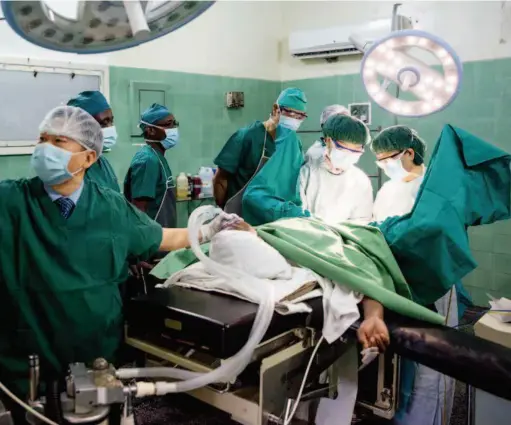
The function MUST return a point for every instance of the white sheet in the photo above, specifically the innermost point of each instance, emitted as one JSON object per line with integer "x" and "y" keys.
{"x": 339, "y": 303}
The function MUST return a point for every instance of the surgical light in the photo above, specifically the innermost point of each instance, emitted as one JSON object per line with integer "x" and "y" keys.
{"x": 87, "y": 26}
{"x": 390, "y": 60}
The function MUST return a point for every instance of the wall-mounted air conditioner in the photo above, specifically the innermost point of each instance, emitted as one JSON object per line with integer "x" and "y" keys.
{"x": 334, "y": 42}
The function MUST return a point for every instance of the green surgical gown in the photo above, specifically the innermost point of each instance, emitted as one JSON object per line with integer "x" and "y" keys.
{"x": 102, "y": 173}
{"x": 274, "y": 193}
{"x": 59, "y": 279}
{"x": 147, "y": 178}
{"x": 468, "y": 183}
{"x": 241, "y": 155}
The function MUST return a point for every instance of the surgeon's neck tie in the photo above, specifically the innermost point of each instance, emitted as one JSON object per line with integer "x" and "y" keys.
{"x": 66, "y": 206}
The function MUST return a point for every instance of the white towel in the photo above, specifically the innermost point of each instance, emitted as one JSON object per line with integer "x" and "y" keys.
--------
EXERCISE AIM >> Reproduce all of the material above word for word, omitting the pictures.

RESULT OF THE EXERCISE >>
The function MUST return a point for every instance of the white sheet in the photo above, specifically the innermost point of each instance, emitted as one JSON object per line with integer "x" and "y" keys.
{"x": 339, "y": 303}
The function MUST return a point for every instance of the surgical light in the photo above, specifically the innermost point of each instance, emitted as one JSON object per line with integer "x" and "y" keys.
{"x": 87, "y": 26}
{"x": 390, "y": 60}
The function MUST return a point for every instance of the wall-mounted air conditioner in the photo above, specifically the innermost point of each instance, emitted as one JSON object per line with integer "x" and "y" keys.
{"x": 334, "y": 42}
The function MUST return a point for every instance of the green surgical gown in the photo above, specifically the innermost point of each instance, emitted as one JSON object per line with integer "x" and "y" keys.
{"x": 102, "y": 173}
{"x": 274, "y": 193}
{"x": 59, "y": 279}
{"x": 147, "y": 178}
{"x": 468, "y": 183}
{"x": 241, "y": 155}
The function MUST return a point for every instance of the surgeon's neck tie in the photo above, specifically the innermost point of each instance, emitted as one JSON object per line with integer "x" and "y" keys.
{"x": 66, "y": 206}
The function MUST return a point for every instance of the white towel in the photo above, specifically the innermost point of each instance, emitted as one JSON object per line with integer "x" and "y" keys.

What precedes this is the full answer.